Segment Start: Material provided

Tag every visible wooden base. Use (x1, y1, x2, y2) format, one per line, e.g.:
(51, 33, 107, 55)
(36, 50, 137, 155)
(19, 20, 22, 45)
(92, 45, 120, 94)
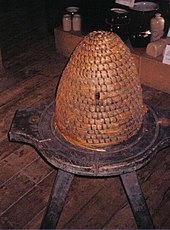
(40, 170, 74, 229)
(121, 172, 154, 229)
(40, 170, 154, 229)
(8, 99, 170, 229)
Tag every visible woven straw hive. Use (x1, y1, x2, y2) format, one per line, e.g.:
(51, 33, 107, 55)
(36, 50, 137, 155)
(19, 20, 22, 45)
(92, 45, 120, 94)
(54, 31, 145, 150)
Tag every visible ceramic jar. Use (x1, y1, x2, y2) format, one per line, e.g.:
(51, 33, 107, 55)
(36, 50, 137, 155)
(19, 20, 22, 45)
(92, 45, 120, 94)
(150, 13, 165, 42)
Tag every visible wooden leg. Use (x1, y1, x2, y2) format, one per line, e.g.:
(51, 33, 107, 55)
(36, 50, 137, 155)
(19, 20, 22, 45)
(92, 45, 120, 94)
(120, 171, 155, 229)
(40, 169, 74, 229)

Segment End: Material provided

### Your task
The only reply wanted is the number of lines in the records above containing the word "wooden".

### Your response
2